DIRECTION:
Resume the passage on classifying artworks in the Historical dataset, picking up right after its final sentence.

The second evaluation involves the Historical dataset, in the form of a number of retrieval or classification experiments. We generate the compression ensemble vectors for the entire dataset, and extract the following subsets, where each included class has at least 1100 unique examples: 13 style periods as per metadata (5 of which are exemplified in see Fig. 4.C), 7 centuries, drawings vs oil paintings, landscape paintings vs human portraits, and 91 artists with at least 110 artworks each (3 of which are exemplified in see Fig. 4.D).

We perform out-of-sample evaluation where we repeatedly train a classifier for each subset, on a randomly sampled set of vectors from each class in the subset to predict the relevant class labels such as style period (\(n= 1000\) per class, except 100 for authors due to limited data), then test its accuracy on a separate test set (\(n= 100\) per class, except \(n= 10\) per author). We use Linear Discriminant Analysis — a simple, computationally lightweight supervised machine learning model that straightforwardly generalizes to multi-label classification. To probe how well the ensembles work on this task given different amounts of data and number of transforms, we carry this out in a step-wise manner, as depicted in Fig. 4.E-I. Each classifier is trained on 10, 100 and 1000 examples of each class, and employing an increasing number of transforms, starting from the baseline of gif compression (ratio to raw bitmap file size). The rest of the features are ordered by a rough estimate of variable importance (derived from repeatedly training binomial logistic regression classifiers on all possible pairs of classes and averaging the t-statistics of the variables).

SUPPLIED RECORDS:
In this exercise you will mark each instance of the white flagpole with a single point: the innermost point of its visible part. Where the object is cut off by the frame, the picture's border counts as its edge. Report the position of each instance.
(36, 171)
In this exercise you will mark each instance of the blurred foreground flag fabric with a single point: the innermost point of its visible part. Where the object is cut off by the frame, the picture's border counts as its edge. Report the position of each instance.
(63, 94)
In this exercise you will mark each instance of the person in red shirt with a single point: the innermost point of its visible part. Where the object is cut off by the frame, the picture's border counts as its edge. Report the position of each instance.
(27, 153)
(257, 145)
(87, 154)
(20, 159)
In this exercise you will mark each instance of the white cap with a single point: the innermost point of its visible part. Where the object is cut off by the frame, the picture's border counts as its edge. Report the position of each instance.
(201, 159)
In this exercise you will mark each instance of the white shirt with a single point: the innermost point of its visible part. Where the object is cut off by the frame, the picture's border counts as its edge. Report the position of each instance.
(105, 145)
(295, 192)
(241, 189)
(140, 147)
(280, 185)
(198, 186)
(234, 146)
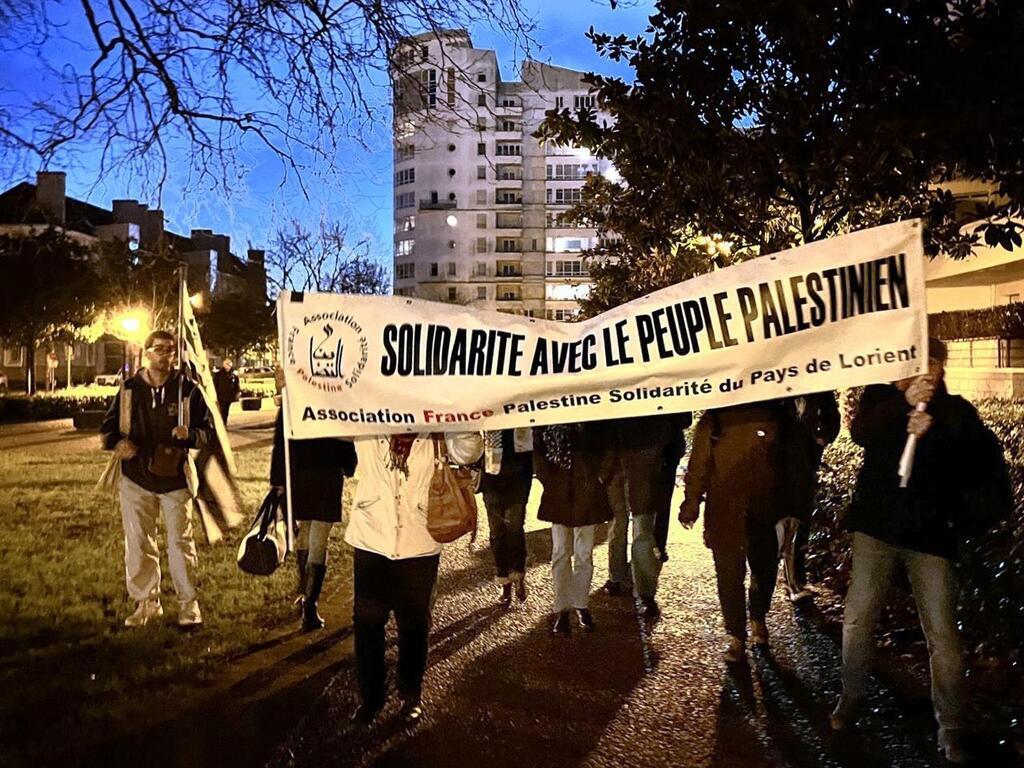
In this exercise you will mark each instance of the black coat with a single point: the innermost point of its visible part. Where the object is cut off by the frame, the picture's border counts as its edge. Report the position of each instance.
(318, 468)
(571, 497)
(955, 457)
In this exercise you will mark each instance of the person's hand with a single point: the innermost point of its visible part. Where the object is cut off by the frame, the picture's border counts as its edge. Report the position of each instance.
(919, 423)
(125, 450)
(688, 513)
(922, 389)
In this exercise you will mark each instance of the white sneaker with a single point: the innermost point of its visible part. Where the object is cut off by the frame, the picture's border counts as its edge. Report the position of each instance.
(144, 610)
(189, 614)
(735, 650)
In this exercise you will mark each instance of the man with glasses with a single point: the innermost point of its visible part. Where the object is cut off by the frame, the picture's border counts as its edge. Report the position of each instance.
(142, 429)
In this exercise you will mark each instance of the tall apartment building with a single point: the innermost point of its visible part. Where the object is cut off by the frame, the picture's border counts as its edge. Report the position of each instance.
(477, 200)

THE ANSWER:
Even with a handful of examples and a couple of the most informative transforms, the simple classifier is able to detect above chance the creator, the date, style, genre, and medium of a given artwork. With a 100 examples and the full ensemble of transforms, author (\(n= 91\)) detection accuracy is 38%, which is much higher than the accuracy of 1.1% that random attribution would achieve by chance. Provided 1000 examples per class, oil paintings are distinguished from drawings about 86% of the time, same for landscapes vs human portraits (both have 50% random chance baseline), style period 34% (baseline \(\sim 8\%\)) and century 44% (baseline \(\sim 14\%\)).

The ranking of the transforms beyond the compression baseline (as depicted in Fig. 4.E-I) is also informative. Some of the aspects represented by the transformations are more useful than others for the prediction task; for example, gray-scaling distinguishes pencil drawings from colorful oil paintings, because this is one of the primary aspects they differ in. Turning this around, the explainable features of the compression ensemble can be used to describe how any two images (or sets of images) differ, by looking into which transformation dimensions describe the most variance.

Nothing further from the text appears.